**TEXTE:**
Autre point majeur du concile Vatican II : sa couverture médiatique. Très peu de fidèles ont lu les constitutions du concile, et ils ne l’ont souvent connu qu’à travers le prisme de la presse écrite, de la radio et de la télévision, toutes sources globalement progressistes. Dans ce même contexte culturel, on peut pointer du doigt une confusion entre spirituel et temporel, alors même que l’on se glorifie d’une « laïcité » enfin conquise… Le marxisme est une idéologie dominante dans bien des milieux qui font l’opinion :

« Il est aisé de discerner dans la “primauté de la pastorale” qui s’imposa dans les années du concile, la transposition théologique du “primat de la praxis” énoncé par Marx dans ses thèses sur Feuerbach […] La praxis, c’est-à-dire le résultat historique de l’action politique, est pour Marx le critère suprême de la vérité et des idées, parce que l’action contient implicitement une doctrine, même sans l’énoncer [4]. »

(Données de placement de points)

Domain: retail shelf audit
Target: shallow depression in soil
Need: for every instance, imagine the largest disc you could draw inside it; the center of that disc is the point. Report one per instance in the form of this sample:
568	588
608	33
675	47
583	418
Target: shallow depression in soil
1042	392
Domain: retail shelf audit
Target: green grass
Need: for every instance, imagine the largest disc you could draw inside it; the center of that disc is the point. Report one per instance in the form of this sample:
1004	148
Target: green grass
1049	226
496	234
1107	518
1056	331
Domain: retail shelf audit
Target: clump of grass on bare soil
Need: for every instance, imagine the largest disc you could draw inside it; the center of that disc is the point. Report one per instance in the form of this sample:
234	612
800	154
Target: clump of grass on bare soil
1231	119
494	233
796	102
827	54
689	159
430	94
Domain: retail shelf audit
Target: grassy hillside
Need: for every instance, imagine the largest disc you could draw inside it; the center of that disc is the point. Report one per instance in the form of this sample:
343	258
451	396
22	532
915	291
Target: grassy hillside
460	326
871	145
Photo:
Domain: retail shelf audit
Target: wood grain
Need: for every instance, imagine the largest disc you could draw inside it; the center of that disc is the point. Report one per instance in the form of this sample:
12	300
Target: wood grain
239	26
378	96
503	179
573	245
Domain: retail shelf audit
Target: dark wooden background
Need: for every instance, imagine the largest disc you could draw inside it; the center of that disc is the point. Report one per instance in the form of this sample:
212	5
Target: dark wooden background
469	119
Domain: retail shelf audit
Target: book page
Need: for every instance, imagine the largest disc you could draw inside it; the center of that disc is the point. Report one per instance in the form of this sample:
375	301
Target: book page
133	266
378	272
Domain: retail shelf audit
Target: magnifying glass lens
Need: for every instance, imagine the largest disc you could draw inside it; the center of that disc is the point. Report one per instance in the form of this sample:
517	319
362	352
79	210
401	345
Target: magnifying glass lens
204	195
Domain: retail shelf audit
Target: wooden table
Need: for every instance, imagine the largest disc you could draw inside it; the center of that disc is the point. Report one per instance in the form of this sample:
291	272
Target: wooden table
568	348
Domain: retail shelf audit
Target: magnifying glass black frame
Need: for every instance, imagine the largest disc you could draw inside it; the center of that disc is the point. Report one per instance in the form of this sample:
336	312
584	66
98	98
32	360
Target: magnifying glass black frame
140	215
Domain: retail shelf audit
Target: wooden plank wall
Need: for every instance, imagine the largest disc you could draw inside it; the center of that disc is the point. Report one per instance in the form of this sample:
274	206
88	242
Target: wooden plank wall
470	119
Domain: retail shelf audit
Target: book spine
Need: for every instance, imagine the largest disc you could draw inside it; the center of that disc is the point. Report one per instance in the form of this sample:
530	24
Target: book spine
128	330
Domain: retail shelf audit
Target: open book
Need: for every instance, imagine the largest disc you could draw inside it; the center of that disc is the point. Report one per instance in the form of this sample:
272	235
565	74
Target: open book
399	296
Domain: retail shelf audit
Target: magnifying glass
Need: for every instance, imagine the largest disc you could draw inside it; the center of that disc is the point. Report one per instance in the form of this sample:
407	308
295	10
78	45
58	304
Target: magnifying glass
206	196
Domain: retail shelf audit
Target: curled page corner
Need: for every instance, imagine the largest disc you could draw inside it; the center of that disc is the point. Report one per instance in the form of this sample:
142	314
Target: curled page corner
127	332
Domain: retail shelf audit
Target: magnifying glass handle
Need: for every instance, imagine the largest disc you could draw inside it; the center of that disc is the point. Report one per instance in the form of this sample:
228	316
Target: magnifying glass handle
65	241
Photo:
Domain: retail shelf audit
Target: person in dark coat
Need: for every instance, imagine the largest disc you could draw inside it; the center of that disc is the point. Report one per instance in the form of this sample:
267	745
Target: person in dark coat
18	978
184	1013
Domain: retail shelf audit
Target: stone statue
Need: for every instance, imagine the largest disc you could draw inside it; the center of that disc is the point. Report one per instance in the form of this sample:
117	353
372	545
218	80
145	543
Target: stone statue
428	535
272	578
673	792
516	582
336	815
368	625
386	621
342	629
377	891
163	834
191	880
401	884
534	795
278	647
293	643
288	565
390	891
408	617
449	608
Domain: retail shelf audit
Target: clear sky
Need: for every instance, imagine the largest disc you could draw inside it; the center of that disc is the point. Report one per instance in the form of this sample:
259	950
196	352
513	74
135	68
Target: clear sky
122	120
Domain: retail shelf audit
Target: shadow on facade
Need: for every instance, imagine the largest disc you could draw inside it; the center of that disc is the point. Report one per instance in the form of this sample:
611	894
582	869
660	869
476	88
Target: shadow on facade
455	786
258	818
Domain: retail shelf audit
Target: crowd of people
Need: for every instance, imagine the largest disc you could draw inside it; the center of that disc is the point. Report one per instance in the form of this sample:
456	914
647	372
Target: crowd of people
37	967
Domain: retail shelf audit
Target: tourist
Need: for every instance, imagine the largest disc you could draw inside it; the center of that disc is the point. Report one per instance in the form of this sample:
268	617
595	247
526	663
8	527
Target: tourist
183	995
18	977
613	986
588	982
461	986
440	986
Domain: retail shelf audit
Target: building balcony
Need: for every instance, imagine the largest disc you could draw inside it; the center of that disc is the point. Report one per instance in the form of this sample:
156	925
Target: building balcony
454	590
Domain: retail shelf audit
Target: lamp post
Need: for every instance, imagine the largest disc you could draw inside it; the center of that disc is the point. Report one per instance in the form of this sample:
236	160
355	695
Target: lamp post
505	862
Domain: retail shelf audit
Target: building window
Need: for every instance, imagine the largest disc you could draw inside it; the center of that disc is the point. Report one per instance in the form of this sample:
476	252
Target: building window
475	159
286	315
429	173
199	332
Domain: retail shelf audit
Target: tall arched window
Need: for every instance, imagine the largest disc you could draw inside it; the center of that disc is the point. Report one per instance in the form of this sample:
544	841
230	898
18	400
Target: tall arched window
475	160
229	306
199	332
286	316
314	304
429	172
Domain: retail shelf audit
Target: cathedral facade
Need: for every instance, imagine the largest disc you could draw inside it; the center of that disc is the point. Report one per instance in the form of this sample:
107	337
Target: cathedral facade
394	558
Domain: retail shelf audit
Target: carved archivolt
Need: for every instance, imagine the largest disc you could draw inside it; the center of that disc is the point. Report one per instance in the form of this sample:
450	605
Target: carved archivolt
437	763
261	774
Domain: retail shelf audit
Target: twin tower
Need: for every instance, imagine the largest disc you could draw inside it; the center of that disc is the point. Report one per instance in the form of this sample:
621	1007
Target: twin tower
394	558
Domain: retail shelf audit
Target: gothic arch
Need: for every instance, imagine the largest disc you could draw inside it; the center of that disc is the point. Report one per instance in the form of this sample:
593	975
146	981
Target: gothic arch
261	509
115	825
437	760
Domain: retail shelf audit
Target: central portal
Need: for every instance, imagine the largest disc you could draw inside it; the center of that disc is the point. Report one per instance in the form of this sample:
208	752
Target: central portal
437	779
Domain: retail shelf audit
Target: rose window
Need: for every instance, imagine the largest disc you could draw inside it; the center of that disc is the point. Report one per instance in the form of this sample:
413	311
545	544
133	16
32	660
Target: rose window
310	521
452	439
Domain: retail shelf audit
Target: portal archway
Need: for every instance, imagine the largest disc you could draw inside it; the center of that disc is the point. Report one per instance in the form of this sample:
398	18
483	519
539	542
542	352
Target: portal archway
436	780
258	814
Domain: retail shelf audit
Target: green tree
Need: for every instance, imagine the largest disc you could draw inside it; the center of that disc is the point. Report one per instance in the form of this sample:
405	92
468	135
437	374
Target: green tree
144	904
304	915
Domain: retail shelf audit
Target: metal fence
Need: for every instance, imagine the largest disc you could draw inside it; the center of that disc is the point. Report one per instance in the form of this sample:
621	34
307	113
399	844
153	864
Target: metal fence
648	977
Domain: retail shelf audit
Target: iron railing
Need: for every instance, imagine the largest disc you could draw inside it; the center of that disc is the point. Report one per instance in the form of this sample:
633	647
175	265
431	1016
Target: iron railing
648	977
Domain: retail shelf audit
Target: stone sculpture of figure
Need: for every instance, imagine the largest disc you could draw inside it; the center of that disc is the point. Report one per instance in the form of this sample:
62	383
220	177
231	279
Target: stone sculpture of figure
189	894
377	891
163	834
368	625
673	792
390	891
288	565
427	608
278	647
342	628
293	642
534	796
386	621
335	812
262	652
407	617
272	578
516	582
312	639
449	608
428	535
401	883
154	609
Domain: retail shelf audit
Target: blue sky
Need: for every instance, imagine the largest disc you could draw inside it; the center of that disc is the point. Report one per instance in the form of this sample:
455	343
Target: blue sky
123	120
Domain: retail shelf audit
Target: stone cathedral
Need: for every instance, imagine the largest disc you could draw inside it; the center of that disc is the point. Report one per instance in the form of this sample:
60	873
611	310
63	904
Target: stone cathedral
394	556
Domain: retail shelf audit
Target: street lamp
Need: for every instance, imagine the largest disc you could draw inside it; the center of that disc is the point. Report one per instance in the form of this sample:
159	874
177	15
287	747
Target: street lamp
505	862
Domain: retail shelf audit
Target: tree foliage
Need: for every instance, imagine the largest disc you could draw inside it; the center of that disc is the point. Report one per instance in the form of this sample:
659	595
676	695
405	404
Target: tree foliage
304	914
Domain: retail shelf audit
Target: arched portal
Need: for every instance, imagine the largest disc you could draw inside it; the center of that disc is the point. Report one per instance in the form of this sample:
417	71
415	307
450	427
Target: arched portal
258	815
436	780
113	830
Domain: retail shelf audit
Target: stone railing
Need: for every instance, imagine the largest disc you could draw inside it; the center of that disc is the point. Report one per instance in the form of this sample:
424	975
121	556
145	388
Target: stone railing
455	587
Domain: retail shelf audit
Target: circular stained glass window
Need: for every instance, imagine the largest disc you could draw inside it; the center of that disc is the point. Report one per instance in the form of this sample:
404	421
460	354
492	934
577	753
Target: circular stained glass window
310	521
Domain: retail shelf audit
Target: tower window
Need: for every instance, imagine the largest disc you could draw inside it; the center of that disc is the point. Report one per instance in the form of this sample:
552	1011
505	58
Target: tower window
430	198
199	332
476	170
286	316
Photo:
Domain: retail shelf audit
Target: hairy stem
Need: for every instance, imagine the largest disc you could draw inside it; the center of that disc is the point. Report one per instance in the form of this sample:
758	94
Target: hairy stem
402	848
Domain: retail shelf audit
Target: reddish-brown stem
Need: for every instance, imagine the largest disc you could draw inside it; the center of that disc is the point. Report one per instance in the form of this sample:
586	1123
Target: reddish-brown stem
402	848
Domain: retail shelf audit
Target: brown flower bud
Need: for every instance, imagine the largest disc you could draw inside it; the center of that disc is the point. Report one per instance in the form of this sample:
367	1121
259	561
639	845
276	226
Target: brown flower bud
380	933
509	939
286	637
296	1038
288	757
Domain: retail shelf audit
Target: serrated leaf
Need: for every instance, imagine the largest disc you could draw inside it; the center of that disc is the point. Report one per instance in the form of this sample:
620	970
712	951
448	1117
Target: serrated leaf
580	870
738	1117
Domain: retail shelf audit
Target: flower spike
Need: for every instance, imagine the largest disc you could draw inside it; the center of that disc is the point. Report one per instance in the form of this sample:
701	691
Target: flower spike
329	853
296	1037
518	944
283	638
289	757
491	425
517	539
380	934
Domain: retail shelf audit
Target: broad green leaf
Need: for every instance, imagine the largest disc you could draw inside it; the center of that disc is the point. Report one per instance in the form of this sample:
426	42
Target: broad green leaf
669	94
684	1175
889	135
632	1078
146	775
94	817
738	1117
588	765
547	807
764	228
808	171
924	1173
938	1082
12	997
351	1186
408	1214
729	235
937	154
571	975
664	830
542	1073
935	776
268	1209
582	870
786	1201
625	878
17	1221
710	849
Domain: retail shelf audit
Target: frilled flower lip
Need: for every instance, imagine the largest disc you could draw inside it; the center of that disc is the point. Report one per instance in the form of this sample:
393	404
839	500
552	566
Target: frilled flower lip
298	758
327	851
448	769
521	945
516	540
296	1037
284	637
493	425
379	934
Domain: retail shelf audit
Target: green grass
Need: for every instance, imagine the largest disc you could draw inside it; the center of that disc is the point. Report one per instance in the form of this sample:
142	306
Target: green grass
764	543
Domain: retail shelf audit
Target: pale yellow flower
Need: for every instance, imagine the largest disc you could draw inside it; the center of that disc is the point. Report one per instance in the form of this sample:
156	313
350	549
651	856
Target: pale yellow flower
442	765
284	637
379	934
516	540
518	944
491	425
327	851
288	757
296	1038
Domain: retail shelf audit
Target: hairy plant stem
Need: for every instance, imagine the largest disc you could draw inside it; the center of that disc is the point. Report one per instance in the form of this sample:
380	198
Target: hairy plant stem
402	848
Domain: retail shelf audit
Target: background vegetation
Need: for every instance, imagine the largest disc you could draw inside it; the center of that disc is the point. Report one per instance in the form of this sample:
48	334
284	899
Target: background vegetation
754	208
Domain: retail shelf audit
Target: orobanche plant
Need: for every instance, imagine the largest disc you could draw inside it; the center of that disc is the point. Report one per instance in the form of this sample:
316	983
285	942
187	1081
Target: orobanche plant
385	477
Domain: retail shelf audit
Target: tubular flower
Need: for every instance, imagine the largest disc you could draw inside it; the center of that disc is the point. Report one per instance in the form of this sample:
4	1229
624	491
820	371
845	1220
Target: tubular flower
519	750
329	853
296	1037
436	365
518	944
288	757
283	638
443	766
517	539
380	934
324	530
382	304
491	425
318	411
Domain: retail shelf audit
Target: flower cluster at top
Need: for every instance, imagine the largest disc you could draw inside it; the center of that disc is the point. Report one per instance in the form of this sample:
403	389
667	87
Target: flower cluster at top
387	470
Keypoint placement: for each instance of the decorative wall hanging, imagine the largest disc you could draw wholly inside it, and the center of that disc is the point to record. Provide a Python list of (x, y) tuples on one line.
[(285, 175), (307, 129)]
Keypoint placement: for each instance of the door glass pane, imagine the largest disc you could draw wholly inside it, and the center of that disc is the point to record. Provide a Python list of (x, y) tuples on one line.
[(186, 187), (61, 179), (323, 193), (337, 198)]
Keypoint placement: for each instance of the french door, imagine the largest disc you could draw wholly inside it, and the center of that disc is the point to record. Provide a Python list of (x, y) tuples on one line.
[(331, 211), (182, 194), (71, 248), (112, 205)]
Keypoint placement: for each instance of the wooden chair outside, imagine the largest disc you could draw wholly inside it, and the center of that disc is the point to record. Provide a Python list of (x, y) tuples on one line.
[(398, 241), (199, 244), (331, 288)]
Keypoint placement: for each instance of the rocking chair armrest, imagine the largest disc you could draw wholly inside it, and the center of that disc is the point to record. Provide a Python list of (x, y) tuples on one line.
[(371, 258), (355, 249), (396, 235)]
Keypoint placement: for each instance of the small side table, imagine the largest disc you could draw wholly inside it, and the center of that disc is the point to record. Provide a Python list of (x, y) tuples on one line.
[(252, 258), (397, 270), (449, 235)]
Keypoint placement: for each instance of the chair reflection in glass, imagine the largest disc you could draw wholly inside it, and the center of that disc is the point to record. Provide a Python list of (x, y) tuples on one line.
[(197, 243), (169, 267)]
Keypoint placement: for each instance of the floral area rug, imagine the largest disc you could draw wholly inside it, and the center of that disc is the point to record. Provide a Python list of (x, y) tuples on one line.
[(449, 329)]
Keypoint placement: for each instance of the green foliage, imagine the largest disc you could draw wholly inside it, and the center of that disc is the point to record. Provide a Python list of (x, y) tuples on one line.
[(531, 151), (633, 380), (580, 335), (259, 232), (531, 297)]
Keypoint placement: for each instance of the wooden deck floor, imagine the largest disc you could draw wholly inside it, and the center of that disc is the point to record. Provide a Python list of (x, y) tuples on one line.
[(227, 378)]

**CONSIGNES:**
**A)** En une à trois phrases, expliquez pourquoi, selon le texte sur le concile Vatican II, Marx fait de la praxis le critère suprême de la vérité.
**B)** Répondez aux questions suivantes à partir du texte sur le concile Vatican II.
(i) Par quels moyens la plupart des fidèles ont-ils connu le concile ?
(ii) Quelle idéologie est dite dominante dans bien des milieux qui font l'opinion ?
(iii) Dans quel ouvrage Marx énonce-t-il le « primat de la praxis » ?
**C)** Prolongez le texte sur le concile Vatican II après sa dernière phrase.

**RÉPONSES:**
**A)** Pour Marx, la praxis, c'est-à-dire le résultat historique de l'action politique, est le critère suprême de la vérité et des idées. La raison en est que l'action contient implicitement une doctrine, même sans l'énoncer.

**B)**
(i) Par la presse écrite, la radio et la télévision.
(ii) Le marxisme.
(iii) Dans ses thèses sur Feuerbach.

**C)**
La volonté de changement est au rendez-vous, et introduite depuis longtemps, culturellement parlant, dans l’esprit des catholiques lambda. Julien Green dénonce dans son Journal, à de nombreuses reprises, cet état de fait qui semble irréversible dès la fin de la Seconde Guerre mondiale. Ce présentisme n’est toutefois pas catholique :

« La formule de l’aggiornamento, selon laquelle ce ne sont pas les hommes qui se conforment aux enseignements sacrés, mais les enseignements qui s’adaptent aux hommes, renverse, d’après O’Malley, l’axiome du cardinal Egidio da Viterbo dans son discours d’ouverture du concile de Latran V (1512) : “homines per sacra immutari fas est, non sacra per homines [5]. »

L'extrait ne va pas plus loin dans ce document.